Tasks to carry out:
[1] Translate this sentence from the passage on Daimler's battery plans into Spanish: "Daimler will buy battery cells worth more than 20 billion euros ($23 billion) by 2030 as it is getting ready to mass produce hybrid and electric vehicles."
[2] Write out the portion of the passage on Daimler's battery plans that begins at the words "The Mercedes-Benz EQ" and stops after "the company said.".

Passage:
○ ○ ○ ○ ○ ○ ○

Daimler will buy battery cells worth more than 20 billion euros ($23 billion) by 2030 as it is getting ready to mass produce hybrid and electric vehicles.
"Our electric offensive continues to gain momentum. After investing billions of euros in the development of the electric fleet and the expansion of our global battery network, we are now taking the next step: With the purchase of battery cells for more than 20 billion euros, we are consistently pushing forward with the transformation into the electric future of our company. We plan a total of 130 electrified variants at Mercedes-Benz Cars by 2022. In addition, we will have electric vans, buses and trucks," said Dr. Dieter Zetsche, Chairman of the Board of Management of Daimler AG and Head of Mercedes-Benz Cars.
The company is investing ten billion euros in the expansion of the Mercedes-Benz Cars electric fleet and another billion euros in the global battery production network within the worldwide production network.
Daimler declined to say which suppliers would be awarded the contracts, saying that it purchases the cells on the world market. The company already has battery cell supply deals with Korea's SK Innovation, LG Chem and China's Contemporary Amperex Technology.
The global battery production network of Mercedes-Benz Cars will in the future consist of eight factories on three continents. The first factory in Kamenz is already in series production and the second factory there will start series production at the beginning of 2019. Two more factories will be built in Stuttgart-Untertürkheim, one at the company’s Sindelfingen site, and one each at the sites in Beijing (China), Bangkok (Thailand) and Tuscaloosa (USA).
The Mercedes-Benz EQ electric car, set for a 2019 launch, will use battery cells containing 60 percent nickel, 20 percent manganese and 20 percent cobalt, the company said.

○ ○ ○ ○ ○ ○ ○

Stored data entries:

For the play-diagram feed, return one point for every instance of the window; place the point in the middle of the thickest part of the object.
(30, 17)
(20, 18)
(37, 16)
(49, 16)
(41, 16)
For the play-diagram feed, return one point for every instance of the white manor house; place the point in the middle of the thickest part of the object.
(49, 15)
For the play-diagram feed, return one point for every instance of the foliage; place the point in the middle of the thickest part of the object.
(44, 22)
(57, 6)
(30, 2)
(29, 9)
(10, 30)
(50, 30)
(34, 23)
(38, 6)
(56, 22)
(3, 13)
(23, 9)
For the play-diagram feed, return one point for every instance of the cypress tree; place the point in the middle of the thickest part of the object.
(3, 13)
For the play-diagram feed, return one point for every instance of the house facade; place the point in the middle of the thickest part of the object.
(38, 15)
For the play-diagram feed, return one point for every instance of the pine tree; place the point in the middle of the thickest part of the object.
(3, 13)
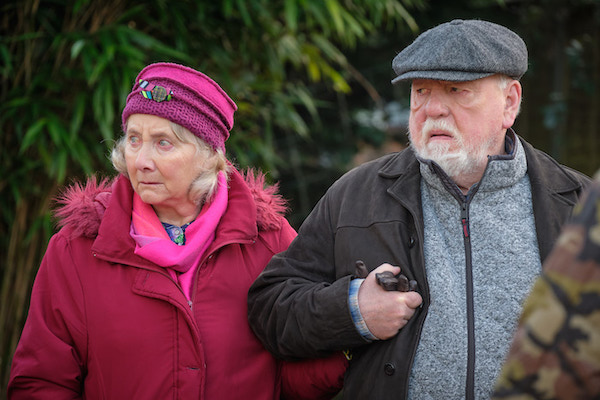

○ ○ ○ ○ ○ ○ ○

Task answers:
[1] Daimler comprará celdas de batería por un valor de más de 20.000 millones de euros (23.000 millones de dólares) hasta 2030, ya que se está preparando para producir en masa vehículos híbridos y eléctricos.

[2]
The Mercedes-Benz EQ electric car, set for a 2019 launch, will use battery cells containing 60 percent nickel, 20 percent manganese and 20 percent cobalt, the company said.